What you will do:
Using "cliff" as the search string, find the matching lines below and copy them.

Point-per-instance localization data:
==*==
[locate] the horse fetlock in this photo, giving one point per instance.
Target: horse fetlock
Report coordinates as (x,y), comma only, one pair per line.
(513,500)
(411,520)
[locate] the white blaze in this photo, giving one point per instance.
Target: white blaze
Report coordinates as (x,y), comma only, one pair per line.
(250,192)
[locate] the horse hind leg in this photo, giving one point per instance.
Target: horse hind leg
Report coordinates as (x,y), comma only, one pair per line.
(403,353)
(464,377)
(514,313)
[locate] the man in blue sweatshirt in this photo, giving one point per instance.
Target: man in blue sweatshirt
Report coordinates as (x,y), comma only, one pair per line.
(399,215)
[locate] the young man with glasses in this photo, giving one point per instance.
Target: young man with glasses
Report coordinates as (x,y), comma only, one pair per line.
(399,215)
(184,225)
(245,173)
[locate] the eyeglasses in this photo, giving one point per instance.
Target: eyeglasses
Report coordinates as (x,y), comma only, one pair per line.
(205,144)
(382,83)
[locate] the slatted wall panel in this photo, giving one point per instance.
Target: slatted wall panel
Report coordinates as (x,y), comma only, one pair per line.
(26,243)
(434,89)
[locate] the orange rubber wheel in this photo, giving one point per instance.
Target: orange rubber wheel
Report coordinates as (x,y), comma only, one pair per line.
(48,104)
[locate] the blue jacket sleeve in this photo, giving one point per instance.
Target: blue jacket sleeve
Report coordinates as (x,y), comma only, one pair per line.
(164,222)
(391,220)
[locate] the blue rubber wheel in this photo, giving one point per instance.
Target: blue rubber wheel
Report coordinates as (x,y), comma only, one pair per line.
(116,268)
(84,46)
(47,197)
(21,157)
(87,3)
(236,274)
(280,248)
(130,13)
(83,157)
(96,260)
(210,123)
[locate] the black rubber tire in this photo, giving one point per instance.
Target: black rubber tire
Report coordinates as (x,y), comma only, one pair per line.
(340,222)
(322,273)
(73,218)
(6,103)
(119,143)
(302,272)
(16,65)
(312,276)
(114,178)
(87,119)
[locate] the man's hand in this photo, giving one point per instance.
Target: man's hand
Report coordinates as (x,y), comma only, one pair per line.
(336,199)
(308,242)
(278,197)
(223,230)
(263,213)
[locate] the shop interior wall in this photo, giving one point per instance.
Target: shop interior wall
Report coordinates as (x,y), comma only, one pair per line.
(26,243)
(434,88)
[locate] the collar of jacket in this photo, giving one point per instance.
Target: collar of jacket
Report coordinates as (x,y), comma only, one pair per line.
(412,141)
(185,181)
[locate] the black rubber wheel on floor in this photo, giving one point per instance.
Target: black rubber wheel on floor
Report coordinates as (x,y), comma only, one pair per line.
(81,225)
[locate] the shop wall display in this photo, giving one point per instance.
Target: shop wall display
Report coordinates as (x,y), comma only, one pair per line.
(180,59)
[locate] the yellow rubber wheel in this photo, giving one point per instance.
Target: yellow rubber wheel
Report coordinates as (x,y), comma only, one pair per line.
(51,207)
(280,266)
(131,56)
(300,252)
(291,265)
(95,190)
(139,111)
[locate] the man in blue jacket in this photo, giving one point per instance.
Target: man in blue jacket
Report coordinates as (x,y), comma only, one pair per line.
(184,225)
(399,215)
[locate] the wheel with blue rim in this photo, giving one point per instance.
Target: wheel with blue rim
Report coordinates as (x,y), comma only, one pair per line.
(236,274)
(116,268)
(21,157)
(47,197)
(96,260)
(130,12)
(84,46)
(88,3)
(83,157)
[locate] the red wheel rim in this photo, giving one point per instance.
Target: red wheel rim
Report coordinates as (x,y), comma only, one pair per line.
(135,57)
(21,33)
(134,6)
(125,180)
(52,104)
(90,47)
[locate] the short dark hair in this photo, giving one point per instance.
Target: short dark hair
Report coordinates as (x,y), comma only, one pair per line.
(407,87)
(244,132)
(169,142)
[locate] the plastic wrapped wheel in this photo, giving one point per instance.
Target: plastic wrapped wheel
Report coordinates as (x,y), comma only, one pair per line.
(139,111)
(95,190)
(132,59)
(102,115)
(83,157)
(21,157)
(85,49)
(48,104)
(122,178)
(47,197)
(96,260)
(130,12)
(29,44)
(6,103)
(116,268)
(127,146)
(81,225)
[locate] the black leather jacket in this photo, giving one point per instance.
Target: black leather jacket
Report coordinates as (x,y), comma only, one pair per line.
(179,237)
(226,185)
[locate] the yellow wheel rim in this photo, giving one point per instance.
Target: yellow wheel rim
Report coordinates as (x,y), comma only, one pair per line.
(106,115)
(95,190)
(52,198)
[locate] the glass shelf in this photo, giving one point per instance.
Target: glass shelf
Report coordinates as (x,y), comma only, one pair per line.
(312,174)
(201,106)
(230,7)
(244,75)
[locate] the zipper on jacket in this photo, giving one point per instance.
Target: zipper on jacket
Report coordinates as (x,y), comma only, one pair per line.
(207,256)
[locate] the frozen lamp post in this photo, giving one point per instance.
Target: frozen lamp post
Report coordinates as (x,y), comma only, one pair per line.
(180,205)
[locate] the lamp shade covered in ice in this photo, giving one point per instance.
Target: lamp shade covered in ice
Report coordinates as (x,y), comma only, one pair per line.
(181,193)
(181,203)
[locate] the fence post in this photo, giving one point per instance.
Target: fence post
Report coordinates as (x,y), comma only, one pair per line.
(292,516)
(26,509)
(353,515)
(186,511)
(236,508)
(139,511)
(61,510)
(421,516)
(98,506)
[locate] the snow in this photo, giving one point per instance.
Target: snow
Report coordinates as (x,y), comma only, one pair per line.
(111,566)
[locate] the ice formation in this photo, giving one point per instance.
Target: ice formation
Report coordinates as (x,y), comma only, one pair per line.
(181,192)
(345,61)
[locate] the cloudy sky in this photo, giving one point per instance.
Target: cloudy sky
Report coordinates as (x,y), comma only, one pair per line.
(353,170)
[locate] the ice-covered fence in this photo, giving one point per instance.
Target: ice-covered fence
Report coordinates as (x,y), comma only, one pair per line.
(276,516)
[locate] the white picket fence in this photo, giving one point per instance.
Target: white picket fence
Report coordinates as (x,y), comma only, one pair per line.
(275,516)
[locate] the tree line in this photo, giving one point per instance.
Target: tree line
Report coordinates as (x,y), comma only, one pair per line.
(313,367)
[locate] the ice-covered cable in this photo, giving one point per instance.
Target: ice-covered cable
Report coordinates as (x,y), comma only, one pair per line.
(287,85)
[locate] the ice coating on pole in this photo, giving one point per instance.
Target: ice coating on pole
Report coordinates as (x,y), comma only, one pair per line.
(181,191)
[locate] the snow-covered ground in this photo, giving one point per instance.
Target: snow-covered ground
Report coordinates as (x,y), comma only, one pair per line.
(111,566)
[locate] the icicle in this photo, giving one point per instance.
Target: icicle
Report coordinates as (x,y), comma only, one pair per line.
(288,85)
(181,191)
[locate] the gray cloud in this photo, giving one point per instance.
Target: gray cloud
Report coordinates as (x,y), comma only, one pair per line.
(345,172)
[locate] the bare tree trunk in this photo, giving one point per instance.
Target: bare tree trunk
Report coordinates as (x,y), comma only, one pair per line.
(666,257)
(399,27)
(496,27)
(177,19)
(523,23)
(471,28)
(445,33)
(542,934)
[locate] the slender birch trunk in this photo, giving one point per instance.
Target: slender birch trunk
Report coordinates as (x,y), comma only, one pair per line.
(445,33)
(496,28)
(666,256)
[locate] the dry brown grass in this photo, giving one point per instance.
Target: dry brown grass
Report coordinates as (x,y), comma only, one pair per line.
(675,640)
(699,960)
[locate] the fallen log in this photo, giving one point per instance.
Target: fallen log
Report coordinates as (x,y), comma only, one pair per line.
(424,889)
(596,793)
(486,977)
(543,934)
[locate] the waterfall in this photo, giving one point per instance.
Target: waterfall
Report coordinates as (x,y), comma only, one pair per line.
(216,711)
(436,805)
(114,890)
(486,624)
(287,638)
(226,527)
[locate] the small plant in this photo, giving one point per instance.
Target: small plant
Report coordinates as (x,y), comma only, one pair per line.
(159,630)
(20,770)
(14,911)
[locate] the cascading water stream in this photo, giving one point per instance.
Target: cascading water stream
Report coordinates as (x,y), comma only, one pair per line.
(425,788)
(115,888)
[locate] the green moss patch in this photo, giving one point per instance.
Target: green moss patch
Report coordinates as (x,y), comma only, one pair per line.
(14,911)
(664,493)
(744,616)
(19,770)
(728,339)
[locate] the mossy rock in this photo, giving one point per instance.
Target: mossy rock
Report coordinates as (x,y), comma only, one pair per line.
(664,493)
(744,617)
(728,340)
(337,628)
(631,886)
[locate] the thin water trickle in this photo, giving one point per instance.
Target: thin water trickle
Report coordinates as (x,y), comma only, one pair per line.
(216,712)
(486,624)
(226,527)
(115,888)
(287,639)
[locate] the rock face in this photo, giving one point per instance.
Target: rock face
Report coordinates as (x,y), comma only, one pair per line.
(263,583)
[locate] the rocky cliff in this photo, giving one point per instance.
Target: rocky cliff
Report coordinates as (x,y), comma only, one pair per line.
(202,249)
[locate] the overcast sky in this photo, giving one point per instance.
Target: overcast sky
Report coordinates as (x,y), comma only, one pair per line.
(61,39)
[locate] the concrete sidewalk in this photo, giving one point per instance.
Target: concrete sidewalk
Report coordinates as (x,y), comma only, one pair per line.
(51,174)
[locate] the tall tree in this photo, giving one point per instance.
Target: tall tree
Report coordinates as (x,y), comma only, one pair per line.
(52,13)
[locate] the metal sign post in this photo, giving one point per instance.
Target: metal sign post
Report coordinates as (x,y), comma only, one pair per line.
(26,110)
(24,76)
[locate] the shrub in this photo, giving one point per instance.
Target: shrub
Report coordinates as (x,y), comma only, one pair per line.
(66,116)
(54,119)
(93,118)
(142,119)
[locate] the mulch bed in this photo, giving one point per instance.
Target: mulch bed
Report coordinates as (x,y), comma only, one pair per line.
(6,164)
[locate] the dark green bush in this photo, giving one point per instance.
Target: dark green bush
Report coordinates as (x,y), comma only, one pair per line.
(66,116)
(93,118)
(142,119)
==*==
Written reply:
[locate] the rocky cliff in this photo, giving one point per instance.
Target: rocky cliff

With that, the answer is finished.